[Start of Given records]

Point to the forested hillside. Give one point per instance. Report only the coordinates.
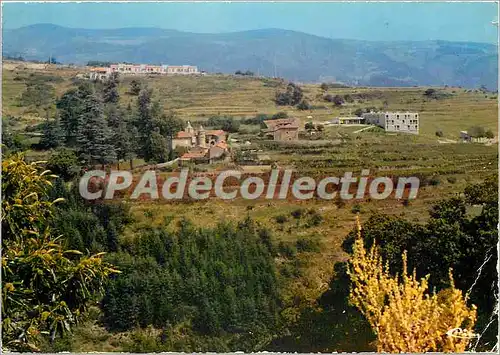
(291, 55)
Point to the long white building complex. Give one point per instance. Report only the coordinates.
(403, 122)
(153, 69)
(102, 73)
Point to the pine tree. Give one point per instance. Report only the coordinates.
(145, 123)
(93, 133)
(70, 107)
(124, 143)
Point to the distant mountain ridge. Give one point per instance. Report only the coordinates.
(293, 55)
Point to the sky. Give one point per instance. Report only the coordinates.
(364, 21)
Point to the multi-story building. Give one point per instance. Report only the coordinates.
(403, 122)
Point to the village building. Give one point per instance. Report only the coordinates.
(204, 146)
(283, 129)
(401, 122)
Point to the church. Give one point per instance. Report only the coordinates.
(203, 146)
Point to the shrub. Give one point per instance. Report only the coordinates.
(314, 219)
(356, 208)
(452, 179)
(297, 213)
(303, 105)
(407, 300)
(64, 163)
(286, 250)
(434, 180)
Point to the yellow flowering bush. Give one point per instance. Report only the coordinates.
(404, 315)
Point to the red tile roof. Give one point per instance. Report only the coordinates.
(217, 132)
(193, 155)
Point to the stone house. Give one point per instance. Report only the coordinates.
(284, 129)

[End of Given records]

◆ Exercise task ◆
Copy out everything from the line containing "Point to the village" down to the end of the data, word for word.

◆ Solved problem ◆
Point to the village building. Give one point per instance. Report only the coordinates.
(204, 146)
(283, 129)
(401, 122)
Point to the church. Give one point per instance. Report only the coordinates.
(203, 146)
Point to the shrub. Give one point per instance. Report only the coordinates.
(314, 219)
(356, 208)
(452, 179)
(297, 213)
(303, 105)
(407, 300)
(64, 163)
(286, 250)
(434, 180)
Point to the yellow flowering bush. Give one point per instance. Report only the coordinates.
(404, 315)
Point to the red tile roof. Give one point per instance. Report only the coordinates.
(217, 132)
(193, 155)
Point to the stone house. Give one point per instance. Report only the coordinates.
(284, 129)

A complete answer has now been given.